* **Stated problem**
Copy out the lines of the listing below from the one containing "Reviewer note: confirm each instance of the man carries" through the one containing "pixel 556 473", both included, with no changes.

* **Records to use**
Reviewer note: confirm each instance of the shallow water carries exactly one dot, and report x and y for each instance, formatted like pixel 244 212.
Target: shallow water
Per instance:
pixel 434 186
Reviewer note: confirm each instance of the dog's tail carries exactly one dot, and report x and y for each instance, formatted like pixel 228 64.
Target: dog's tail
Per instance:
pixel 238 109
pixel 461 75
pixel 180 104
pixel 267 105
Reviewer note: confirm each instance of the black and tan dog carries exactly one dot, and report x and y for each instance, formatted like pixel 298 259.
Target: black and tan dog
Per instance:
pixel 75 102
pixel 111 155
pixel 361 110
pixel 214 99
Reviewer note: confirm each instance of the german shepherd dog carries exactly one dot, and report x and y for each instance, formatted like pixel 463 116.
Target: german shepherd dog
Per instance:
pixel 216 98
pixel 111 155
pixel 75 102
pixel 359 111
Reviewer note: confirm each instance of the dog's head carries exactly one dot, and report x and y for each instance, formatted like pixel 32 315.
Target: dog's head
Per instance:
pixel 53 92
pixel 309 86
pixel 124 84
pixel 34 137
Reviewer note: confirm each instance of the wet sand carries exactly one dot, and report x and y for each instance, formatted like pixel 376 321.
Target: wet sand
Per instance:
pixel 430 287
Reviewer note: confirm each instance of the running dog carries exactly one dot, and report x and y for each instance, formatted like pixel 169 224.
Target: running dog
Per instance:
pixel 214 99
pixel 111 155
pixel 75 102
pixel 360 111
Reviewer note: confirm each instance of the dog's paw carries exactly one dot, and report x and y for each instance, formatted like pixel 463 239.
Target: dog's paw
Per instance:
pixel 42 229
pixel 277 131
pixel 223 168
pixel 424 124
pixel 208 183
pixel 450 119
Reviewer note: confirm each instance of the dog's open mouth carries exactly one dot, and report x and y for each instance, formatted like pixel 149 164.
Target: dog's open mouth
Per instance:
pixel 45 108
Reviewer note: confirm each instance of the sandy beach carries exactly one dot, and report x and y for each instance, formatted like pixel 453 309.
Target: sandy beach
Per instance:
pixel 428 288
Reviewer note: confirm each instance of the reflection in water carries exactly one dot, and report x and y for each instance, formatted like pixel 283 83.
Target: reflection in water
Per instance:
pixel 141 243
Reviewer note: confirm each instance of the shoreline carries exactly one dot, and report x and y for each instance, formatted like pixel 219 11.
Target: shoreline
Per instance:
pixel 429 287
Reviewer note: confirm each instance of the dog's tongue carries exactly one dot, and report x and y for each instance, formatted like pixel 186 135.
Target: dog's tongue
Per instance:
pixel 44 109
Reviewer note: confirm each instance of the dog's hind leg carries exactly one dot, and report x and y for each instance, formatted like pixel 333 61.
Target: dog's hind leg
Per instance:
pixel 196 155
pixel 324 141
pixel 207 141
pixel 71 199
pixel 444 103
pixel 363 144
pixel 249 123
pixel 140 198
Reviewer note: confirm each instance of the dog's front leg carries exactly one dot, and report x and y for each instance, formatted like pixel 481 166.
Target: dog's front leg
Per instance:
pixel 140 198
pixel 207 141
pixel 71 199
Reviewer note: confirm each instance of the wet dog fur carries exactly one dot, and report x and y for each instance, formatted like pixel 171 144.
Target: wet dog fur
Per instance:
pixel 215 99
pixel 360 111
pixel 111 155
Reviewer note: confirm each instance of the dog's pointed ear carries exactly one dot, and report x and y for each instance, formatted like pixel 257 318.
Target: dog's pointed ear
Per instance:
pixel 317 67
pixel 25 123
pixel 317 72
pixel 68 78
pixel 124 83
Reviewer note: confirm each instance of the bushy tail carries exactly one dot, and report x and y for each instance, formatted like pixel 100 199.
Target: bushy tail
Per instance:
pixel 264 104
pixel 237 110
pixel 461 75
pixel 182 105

...

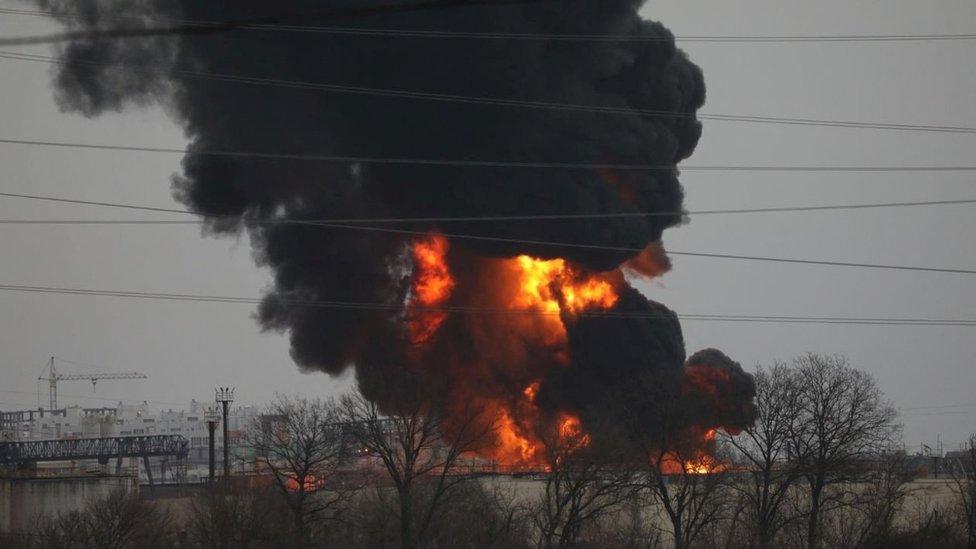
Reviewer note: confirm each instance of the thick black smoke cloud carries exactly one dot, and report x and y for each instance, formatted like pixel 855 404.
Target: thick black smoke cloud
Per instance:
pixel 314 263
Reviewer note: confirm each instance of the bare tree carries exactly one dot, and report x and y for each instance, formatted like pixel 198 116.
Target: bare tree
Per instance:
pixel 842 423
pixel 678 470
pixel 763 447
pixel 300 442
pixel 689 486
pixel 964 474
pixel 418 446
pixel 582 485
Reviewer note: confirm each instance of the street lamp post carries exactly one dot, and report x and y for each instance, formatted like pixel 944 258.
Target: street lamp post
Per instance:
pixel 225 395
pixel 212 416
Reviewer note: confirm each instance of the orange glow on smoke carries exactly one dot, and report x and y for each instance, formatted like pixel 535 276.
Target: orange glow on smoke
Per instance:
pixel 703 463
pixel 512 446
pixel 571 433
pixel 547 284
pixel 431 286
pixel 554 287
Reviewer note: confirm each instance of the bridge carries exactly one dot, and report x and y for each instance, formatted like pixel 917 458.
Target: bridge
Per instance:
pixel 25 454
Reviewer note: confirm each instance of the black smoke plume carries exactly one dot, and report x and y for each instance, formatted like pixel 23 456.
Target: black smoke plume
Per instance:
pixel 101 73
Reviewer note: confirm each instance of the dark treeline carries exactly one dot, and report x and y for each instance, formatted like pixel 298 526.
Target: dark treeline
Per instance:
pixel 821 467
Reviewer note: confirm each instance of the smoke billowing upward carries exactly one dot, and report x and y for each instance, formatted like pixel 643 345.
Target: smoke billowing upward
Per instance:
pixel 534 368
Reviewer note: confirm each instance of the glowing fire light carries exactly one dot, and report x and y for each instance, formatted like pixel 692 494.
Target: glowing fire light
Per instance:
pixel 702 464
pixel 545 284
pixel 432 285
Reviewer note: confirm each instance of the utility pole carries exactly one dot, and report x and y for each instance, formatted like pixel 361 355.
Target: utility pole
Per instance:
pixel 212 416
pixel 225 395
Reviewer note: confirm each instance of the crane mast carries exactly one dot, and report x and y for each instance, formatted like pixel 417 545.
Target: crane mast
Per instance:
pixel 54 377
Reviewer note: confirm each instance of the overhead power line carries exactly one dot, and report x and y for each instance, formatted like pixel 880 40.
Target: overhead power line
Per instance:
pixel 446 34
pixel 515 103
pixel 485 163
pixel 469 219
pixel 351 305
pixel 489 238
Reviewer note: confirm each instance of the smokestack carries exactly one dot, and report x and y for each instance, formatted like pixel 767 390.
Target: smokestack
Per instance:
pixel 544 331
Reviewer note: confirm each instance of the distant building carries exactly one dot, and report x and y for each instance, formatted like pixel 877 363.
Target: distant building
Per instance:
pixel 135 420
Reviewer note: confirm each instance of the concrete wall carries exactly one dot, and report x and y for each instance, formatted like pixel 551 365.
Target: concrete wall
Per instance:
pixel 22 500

---

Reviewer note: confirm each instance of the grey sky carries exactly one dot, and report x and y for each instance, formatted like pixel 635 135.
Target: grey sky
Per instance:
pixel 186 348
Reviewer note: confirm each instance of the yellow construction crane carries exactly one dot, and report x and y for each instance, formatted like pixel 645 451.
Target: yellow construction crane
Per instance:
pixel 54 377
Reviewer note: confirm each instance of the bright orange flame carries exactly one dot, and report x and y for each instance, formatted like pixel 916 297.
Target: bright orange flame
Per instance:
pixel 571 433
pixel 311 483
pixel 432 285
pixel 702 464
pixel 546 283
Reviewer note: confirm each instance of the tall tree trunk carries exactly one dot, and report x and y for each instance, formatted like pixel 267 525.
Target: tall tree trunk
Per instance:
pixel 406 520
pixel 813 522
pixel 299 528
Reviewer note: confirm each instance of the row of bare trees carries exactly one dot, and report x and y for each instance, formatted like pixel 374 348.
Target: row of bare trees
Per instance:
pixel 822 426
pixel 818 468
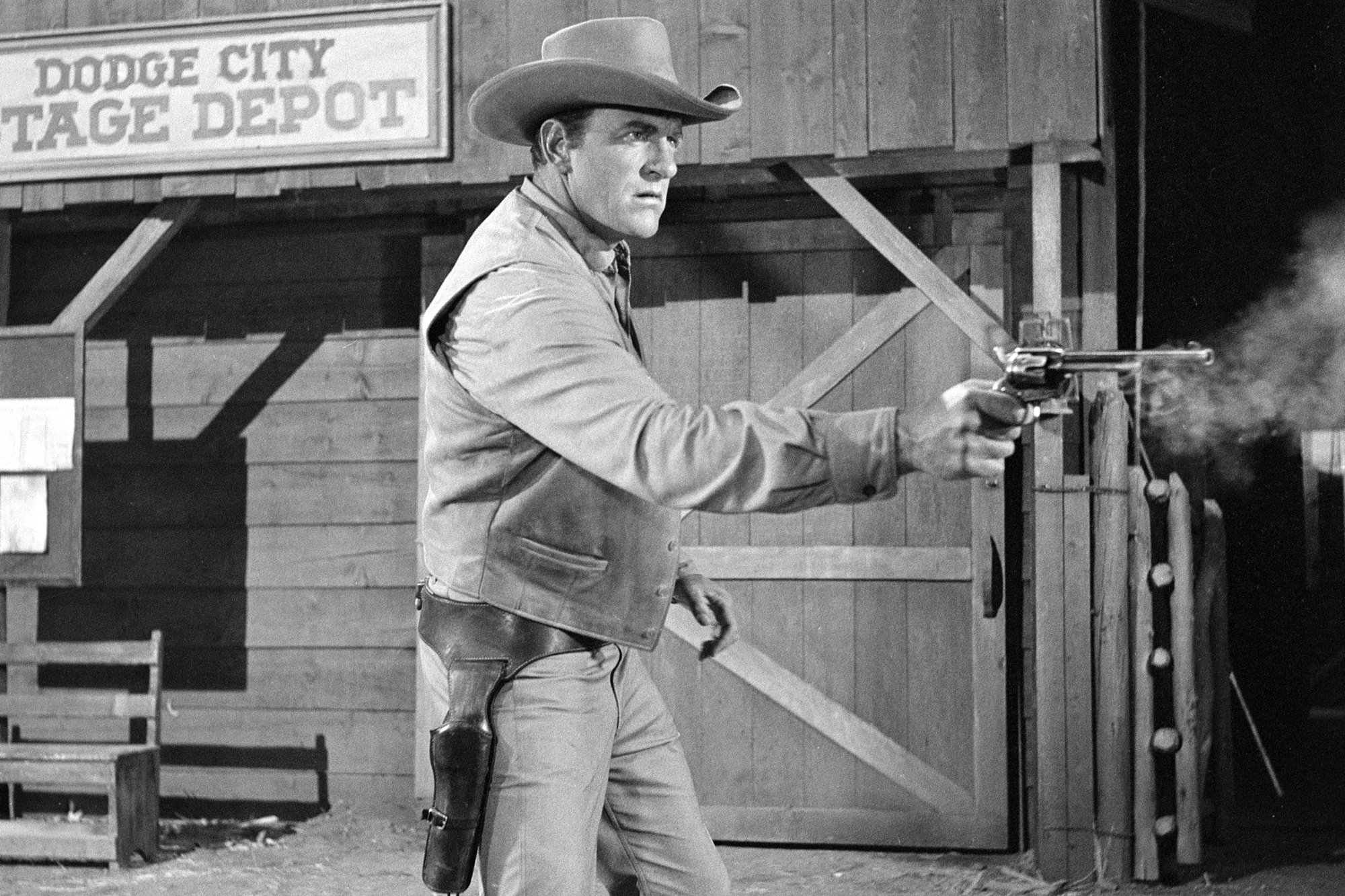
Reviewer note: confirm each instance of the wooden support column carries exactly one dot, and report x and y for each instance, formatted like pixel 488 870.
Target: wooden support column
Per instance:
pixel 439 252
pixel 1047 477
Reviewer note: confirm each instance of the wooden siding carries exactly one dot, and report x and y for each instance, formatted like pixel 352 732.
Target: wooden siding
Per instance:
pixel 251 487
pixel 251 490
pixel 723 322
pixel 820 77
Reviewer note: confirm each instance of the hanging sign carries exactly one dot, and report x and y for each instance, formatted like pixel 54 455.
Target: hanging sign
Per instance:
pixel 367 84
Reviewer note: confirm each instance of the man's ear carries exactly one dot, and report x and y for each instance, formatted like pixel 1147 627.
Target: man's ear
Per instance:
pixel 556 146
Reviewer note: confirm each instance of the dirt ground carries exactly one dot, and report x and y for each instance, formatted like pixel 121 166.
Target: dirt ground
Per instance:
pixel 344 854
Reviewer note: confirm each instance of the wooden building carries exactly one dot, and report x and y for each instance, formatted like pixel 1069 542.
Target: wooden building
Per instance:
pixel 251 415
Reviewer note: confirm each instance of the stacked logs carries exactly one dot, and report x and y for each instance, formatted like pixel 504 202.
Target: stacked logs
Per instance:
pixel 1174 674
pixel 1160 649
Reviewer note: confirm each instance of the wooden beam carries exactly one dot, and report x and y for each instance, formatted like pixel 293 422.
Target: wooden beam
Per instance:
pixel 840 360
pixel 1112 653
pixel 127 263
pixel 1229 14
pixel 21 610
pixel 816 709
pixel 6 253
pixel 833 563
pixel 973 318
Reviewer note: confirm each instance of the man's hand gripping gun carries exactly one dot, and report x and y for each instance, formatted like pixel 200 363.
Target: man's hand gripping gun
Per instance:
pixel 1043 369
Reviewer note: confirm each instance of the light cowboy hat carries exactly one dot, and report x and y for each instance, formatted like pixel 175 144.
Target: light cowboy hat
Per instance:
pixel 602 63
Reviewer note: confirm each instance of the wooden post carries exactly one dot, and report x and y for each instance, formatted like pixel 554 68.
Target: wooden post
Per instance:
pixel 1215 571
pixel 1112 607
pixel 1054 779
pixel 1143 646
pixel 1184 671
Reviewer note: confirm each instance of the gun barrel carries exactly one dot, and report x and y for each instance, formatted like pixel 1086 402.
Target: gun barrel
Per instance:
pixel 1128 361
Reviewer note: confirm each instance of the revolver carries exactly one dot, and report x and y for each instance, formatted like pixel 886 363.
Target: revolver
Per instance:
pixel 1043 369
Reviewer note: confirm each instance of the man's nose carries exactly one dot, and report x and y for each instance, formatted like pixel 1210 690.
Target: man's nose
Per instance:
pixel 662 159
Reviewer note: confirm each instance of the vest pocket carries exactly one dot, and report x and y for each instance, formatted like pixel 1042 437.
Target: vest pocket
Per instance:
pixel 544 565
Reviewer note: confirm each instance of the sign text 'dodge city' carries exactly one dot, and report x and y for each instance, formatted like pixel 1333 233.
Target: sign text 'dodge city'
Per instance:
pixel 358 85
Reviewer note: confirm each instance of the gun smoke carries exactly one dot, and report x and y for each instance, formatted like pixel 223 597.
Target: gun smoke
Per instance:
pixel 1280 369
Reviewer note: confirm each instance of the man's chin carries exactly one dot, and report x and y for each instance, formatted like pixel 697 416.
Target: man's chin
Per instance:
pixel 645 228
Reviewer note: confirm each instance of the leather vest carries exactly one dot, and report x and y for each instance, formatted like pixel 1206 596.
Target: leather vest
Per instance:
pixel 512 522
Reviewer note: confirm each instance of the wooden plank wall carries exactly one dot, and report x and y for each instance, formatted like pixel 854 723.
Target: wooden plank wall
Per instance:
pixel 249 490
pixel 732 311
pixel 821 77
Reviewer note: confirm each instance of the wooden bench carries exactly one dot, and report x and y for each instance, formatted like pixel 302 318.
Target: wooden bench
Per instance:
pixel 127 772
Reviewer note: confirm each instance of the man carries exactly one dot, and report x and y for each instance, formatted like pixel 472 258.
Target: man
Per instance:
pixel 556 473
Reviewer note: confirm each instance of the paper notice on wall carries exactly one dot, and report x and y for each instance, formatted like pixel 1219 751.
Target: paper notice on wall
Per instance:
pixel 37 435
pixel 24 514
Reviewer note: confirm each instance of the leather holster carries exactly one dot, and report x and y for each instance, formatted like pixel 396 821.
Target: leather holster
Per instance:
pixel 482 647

* **Worked solution**
Reviewer note: confirm each instance of the man carries exactly one dot, and report x and y for each instance, formatted like pixel 472 258.
Target: man
Per instance:
pixel 556 473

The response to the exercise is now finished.